* [WHAT THIS EXERCISE ASKS]:
1) In the column about two families, what are the names of Joe and Susan's children?
2) List everything the column about two families names as part of the tangle that knots the two families together.
3) Carry the column about two families forward from its last sentence.

The week the men went back to Mars

January 13, 1998|By Susan Reimer

I HAVE WRITTEN before about our friends, Joe and Susan, and their children, Paul and Joanna, and the happy tangle of friendship, car pools, child care and sports that knots our two families together.

Each member of my family has found a soul mate in this family, and we spend so much time in each other's company that we have talked wistfully about how much more efficient it would be if we lived in the same big house.

The drawback would be that Susan and I share the same name, as do my son and her husband, and the comic confusion that already results would only be worse if we were all under the same roof. Either everyone would answer when called, or no one would.

But at least Susan and I would not spend so much time collecting and returning clothing, sports equipment and toys left by our forgetful children at the wrong house.

Recently, however, Susan and I stumbled on a living arrangement we like even better: The men leave town and the women move in together.

* [DATASET CONTENT]:
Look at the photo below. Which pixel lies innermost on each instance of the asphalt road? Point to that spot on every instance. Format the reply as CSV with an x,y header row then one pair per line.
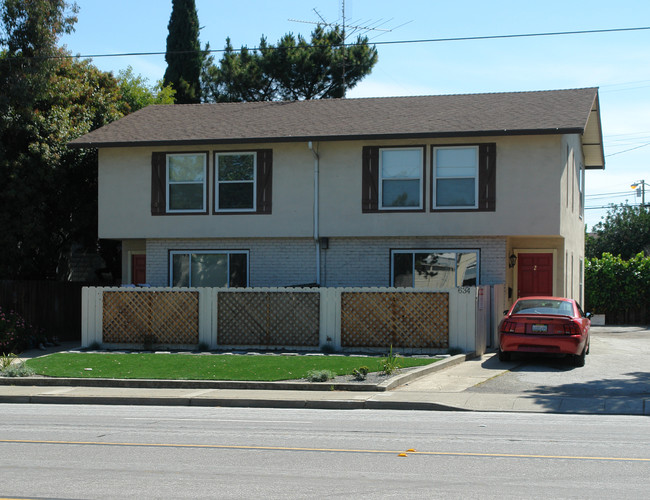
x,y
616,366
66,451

---

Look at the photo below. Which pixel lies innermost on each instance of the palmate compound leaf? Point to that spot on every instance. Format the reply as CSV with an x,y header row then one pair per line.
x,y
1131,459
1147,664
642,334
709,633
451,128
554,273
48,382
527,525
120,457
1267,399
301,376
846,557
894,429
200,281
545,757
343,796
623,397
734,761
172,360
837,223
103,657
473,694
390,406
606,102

--

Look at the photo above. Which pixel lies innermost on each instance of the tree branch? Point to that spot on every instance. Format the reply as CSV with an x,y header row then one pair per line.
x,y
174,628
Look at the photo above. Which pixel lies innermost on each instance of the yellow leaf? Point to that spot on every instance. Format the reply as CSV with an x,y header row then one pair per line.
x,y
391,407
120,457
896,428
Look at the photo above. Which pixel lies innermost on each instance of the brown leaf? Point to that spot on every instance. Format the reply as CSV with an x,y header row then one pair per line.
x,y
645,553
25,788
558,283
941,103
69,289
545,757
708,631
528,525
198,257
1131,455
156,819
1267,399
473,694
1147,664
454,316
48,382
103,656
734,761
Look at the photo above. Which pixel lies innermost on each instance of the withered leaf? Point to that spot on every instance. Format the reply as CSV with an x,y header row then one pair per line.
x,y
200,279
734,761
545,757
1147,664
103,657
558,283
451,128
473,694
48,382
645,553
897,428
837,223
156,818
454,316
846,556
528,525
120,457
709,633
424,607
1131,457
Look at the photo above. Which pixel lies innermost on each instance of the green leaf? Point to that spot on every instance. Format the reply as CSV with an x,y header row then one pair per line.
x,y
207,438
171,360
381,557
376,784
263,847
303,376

* [ANSWERS PROVIDED]:
1) Paul and Joanna.

2) friendship, car pools, child care, sports

3)
My husband covers sports for a national newspaper, and in an uncharacteristic display of generosity and a willingness to complicate his working life that cause me to doubt his true identity, he invited Joe and Paul to join him and our son in Lake Placid, N.Y., for a week while he wrote about the Winter Olympics ski trials.

Susan and I could not have been more supportive.

Looking back, I am ashamed of how supportive we were. We should not have clasped hands with our daughters and danced like that. I am sure our gleefulness was misunderstood by the men we cherish so.

After helpfully, if somewhat hastily, tossing all manner of warm clothing in the trunk of their car, we bid the men farewell and rushed back into the house, where we proceeded to bring out the fine china and crystal and plan graceful meals.

Susan and the girls prepared exotic hors d'oeuvres, poached salmon, wild rice and desert while I made my usual culinary contribution by choosing the movie to watch after dinner.

While sipping wine and sparkling cider by candlelight, Susan, the girls and I decided that the cave men may have been right after all. The women should stay at the cave and refine the home economics skills of the young girls while the men took the boys far away to hunt, or whatever.

At night we built fires and watched movies. In the morning, we slept late and brewed tea and ate bits of fresh fruit for breakfast.

Meanwhile in Lake Placid, life for the boys was less a winter wonderland than an East German sports camp. While my husband plied his craft, Joe herded the boys from one arctic activity to another -- skiing, snowboarding, skating. At the end of the day, the men gathered to eat red meat and french fries.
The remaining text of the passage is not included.